> _Page extract_
════════
Touring The Imam Reza Shrine in Mashhad Iran: The Biggest Mosque in the World

imam reza iran backpacking

Touring the impressive Imam Reza Shrine in Mashhad, Iran.

Despite the fact that the Imam Reza Shrine is one of the most touristy places of Iran, that fact passes you by fairly easily and quickly. The tourists and visitors are mostly Muslims and “local tourists”. This place is truly off the normal travel wall, I can assure you of that. We were the only two tourists on our night train there, in our hotel and at the incredible Imam Reza shrine. Don’t kid yourselves waiting for Disneyland – you really do feel like you are travelling when you head to Mashhad. Here’s my detailed overview on touring The Imam Reza Shrine in Mashhad Iran, yes this is the biggest Mosque in the world! Mashhad is also Iran’s second biggest city, after Tehran the capital. Cut the facts and figures, tell us all about it!

touring mashhad iran

Backpacking through the streets of Mashhad in Iran – still relatively off the beaten track.

Getting to Mashhad
It was my idea to go to Mashhad – I told my girlfriend Panny about the shrine but the thrill of two night trains also did it for me. We got a night train from Tehran to Mashhad. Mashhad is in North Eastern Iran and is the biggest city in that region. Trains and buses run to Mashhad from most other Iranian cities. Our train tickets were $9 US Dollars and they were the more expensive ones, proving how cheap Iran really can be. It was a 14 hour train ride, comfortable bed, safe 4 bed cabin and free tea and coffee and snacks.

mashhad iran

Night train from Tehran to Mashhad.

Mashhad sits close enough to Afghanistan and Turkmenistan for it to be considered as decent city to stop over on route for backpackers heading out of Iran after that. We arrived in Mashhad early morning however and planned to leave after 2 days to visit the desert town of Kerman and the deserts at Kaluts.
════════
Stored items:
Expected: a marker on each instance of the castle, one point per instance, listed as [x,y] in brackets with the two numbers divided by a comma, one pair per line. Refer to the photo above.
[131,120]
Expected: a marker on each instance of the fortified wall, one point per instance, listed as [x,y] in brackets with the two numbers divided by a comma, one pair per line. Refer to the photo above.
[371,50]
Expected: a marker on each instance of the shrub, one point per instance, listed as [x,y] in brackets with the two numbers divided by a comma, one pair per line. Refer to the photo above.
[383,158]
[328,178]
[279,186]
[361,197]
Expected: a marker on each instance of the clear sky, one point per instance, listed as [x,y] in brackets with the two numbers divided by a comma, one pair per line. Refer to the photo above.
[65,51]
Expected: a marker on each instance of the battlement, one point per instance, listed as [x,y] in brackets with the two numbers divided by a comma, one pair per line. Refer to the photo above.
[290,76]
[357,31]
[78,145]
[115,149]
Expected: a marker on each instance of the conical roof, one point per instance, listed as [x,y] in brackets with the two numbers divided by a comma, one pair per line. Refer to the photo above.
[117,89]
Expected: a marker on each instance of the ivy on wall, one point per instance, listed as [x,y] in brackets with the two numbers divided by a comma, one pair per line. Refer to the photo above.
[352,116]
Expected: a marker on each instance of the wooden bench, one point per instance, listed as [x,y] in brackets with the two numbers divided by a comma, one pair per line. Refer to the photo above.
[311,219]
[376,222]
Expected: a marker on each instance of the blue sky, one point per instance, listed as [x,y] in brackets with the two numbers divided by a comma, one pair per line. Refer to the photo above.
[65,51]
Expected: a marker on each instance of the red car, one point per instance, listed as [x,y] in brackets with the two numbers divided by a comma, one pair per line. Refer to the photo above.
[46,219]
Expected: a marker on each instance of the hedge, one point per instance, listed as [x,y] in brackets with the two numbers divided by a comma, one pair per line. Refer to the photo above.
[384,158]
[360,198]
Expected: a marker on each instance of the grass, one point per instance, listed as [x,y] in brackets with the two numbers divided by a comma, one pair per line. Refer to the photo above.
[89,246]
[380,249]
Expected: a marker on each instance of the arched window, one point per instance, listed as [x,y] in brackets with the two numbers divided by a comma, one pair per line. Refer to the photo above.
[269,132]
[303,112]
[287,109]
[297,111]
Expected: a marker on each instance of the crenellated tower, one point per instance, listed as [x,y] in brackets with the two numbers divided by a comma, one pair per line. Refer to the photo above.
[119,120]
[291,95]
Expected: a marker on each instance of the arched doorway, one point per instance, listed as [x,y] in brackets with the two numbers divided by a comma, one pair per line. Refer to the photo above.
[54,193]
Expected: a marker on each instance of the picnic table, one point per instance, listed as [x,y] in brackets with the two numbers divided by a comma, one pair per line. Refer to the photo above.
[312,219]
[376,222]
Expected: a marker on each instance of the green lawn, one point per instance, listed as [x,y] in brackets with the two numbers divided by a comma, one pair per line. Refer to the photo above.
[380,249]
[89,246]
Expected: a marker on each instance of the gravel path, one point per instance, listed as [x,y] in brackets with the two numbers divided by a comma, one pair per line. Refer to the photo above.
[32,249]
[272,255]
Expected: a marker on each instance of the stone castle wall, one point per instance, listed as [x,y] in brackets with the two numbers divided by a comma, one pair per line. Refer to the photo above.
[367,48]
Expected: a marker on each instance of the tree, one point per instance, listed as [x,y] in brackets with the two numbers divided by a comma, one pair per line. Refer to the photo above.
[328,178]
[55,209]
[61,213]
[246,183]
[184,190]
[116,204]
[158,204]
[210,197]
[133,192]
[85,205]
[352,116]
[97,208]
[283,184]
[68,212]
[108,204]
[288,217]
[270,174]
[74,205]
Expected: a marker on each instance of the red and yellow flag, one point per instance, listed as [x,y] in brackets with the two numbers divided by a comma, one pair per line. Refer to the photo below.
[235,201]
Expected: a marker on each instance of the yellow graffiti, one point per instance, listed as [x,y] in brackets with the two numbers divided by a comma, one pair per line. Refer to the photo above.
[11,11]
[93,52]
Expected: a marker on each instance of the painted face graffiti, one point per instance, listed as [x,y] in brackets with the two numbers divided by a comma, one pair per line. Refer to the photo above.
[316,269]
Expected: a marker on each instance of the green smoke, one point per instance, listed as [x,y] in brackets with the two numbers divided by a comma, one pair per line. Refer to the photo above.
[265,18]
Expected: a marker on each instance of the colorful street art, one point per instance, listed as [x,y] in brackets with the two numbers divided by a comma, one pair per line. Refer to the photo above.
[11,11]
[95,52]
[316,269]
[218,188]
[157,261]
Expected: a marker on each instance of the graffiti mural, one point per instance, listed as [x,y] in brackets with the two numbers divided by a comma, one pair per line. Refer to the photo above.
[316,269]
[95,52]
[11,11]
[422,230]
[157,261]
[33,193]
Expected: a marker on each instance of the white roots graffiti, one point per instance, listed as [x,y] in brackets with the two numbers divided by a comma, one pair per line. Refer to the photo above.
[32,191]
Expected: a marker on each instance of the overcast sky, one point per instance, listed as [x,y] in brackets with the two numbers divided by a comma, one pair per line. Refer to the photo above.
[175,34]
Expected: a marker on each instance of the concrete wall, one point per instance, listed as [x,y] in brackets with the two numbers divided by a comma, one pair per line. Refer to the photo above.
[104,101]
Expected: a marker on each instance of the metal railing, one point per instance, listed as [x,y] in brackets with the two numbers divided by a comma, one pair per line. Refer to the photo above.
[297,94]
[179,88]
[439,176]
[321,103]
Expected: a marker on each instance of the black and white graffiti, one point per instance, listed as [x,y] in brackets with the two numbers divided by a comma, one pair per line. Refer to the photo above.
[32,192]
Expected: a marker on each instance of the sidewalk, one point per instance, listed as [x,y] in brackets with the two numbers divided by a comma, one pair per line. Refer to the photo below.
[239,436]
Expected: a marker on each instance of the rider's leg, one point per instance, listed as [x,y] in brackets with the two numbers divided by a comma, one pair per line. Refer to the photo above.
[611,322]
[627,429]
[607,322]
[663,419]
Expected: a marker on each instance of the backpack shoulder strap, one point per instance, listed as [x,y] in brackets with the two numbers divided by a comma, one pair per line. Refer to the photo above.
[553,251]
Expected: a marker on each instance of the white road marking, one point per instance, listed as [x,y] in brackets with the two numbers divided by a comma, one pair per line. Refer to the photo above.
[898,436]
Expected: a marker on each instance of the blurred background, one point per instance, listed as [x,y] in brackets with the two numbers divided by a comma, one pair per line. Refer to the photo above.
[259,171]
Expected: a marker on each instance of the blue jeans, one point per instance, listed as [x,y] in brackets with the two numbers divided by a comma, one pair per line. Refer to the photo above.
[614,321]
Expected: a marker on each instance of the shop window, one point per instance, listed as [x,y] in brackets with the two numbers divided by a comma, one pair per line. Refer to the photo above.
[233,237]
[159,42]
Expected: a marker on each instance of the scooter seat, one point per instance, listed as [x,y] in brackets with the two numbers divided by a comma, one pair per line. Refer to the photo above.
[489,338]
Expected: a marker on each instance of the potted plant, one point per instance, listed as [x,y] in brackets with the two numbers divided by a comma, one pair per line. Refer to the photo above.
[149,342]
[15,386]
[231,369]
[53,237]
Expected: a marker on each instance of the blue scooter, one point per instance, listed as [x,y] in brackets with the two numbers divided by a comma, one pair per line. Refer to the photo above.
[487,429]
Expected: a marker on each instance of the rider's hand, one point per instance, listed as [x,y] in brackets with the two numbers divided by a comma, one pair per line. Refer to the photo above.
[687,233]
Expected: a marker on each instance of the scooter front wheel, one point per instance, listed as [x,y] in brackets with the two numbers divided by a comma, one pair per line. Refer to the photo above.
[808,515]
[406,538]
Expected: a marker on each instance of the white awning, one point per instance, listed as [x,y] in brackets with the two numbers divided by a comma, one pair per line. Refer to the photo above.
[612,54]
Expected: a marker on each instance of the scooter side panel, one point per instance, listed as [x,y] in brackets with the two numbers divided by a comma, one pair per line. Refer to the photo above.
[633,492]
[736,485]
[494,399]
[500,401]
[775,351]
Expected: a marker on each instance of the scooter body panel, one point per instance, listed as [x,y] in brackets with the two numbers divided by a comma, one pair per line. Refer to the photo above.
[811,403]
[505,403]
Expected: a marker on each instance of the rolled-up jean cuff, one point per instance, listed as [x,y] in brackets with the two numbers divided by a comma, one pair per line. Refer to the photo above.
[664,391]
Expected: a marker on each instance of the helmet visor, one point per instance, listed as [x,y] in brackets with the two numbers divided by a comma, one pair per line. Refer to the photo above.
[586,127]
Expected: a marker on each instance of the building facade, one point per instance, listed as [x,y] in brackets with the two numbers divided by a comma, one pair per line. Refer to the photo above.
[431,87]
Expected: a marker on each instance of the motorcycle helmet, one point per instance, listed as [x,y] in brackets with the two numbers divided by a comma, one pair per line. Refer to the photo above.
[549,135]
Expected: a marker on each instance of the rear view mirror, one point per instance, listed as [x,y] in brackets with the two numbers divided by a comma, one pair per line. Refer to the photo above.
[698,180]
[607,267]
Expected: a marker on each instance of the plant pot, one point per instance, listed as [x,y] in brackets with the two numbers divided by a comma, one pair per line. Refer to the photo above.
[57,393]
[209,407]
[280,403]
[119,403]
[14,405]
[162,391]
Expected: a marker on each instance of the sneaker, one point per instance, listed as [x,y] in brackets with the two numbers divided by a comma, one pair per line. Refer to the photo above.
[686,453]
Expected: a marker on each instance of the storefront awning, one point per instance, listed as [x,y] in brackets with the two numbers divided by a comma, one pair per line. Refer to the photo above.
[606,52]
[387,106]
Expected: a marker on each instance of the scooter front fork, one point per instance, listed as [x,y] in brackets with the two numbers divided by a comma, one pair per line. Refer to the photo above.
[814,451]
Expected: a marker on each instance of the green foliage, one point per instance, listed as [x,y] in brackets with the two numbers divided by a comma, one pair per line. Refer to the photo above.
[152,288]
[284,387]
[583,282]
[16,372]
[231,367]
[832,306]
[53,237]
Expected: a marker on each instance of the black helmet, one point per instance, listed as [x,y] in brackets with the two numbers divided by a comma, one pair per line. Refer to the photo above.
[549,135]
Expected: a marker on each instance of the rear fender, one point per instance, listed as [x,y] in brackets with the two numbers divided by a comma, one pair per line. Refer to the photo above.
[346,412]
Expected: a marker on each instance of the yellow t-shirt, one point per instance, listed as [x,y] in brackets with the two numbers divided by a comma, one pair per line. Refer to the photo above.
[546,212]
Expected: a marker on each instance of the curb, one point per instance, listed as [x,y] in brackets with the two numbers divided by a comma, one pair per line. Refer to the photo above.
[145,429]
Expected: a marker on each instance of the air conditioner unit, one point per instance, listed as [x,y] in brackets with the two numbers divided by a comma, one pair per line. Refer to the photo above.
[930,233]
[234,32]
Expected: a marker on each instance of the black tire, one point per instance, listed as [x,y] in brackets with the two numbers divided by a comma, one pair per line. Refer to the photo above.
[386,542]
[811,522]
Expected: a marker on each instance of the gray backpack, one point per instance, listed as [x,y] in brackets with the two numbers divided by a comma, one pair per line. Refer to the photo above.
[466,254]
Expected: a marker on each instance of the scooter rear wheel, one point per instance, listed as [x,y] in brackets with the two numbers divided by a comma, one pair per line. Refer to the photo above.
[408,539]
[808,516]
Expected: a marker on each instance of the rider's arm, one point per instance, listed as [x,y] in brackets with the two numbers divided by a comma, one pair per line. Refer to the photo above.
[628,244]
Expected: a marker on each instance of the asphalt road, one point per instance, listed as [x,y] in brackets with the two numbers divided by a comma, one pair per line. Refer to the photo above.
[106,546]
════════
> _Task instructions_
Reproduce the Mashhad travel post word for word from "Touring the impressive" to "all about it!". Work only from the Mashhad travel post, not from the rows.

> _Response_
Touring the impressive Imam Reza Shrine in Mashhad, Iran.

Despite the fact that the Imam Reza Shrine is one of the most touristy places of Iran, that fact passes you by fairly easily and quickly. The tourists and visitors are mostly Muslims and “local tourists”. This place is truly off the normal travel wall, I can assure you of that. We were the only two tourists on our night train there, in our hotel and at the incredible Imam Reza shrine. Don’t kid yourselves waiting for Disneyland – you really do feel like you are travelling when you head to Mashhad. Here’s my detailed overview on touring The Imam Reza Shrine in Mashhad Iran, yes this is the biggest Mosque in the world! Mashhad is also Iran’s second biggest city, after Tehran the capital. Cut the facts and figures, tell us all about it!